◆ **EXTRAHIERTER TEXT**:
****************************************

Auf meiner Suche nach Kraftorte und Heilquellen im Rupertiwinkel und Chiemgau stieß ich immer wieder über die Ponlach bei Tittmoning. Auch wenn mir der Name nichts sagte, die Wanderung vom Stadtplatz Tittmoning hinauf zur Burg, die kannte ich schon seit frühester Kindheit. Damals rannten wir Kinder aber so voller Vorfreude auf die Burg den idyllischen Waldweg hinauf, dass wir weder Sinn noch Muse dafür hatten, dass wir uns mitten in einem Kraftort befanden. Zeit, die Wanderung mit unseren Kindern noch einmal zu unternehmen!
Die Stadt Tittmoning an sich ist für Kinder schon ein kleines Highlight. Überall gibt es fließendes Gewässer und die sehr gut erhaltene mittelalterliche Altstadt lässt der Fantasie freien Lauf, wie die Ritter einst gelebt hatten.
Meine erste Überraschung war, dass der als lange „Wanderung“ in Erinnerung gebliebene Weg von der Stadt hinauf zur Burg tatsächlich nur ein Spaziergang von 10 Minuten Länge ist. Gut, mit Kindern dauert es zwei, drei Minuten länger.

****************************************

◆ **BEREITGESTELLTE DATEN**:
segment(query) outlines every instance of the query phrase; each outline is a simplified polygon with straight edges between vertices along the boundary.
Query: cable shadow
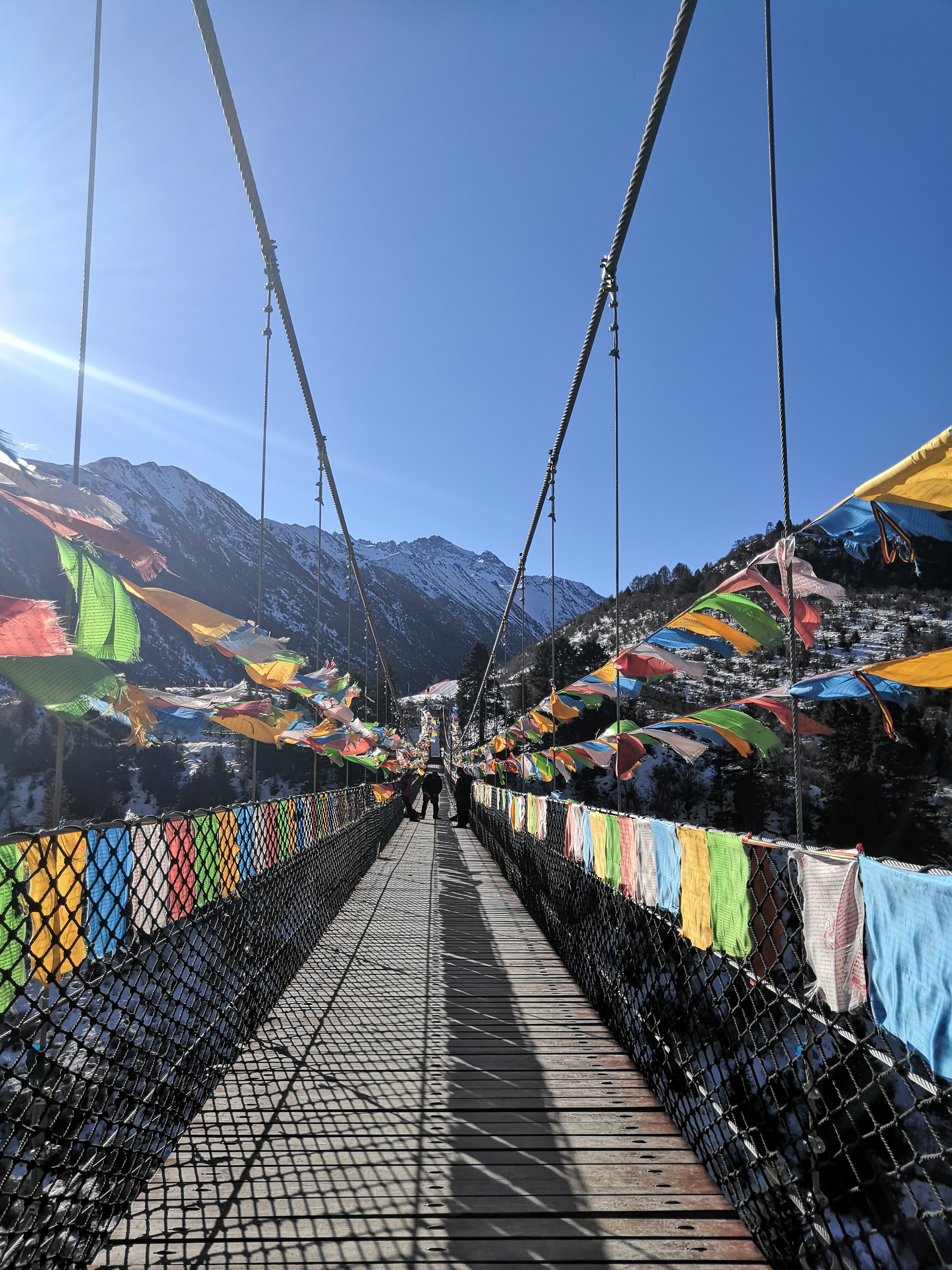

****************************************

◆ **AUFGABEN**:
a: Wie lange dauert der Weg von der Stadt hinauf zur Burg laut dem Text über die Ponlach bei Tittmoning tatsächlich?
b: Schreiben Sie aus dem Text über die Ponlach bei Tittmoning den Abschnitt wortgetreu ab: Beginnen Sie bei den Worten „Die Stadt Tittmoning“ und enden Sie nach „einst gelebt hatten.“.

◆ **LÖSUNGEN**:
a: Es ist nur ein Spaziergang von 10 Minuten, mit Kindern zwei, drei Minuten länger.

b:
Die Stadt Tittmoning an sich ist für Kinder schon ein kleines Highlight. Überall gibt es fließendes Gewässer und die sehr gut erhaltene mittelalterliche Altstadt lässt der Fantasie freien Lauf, wie die Ritter einst gelebt hatten.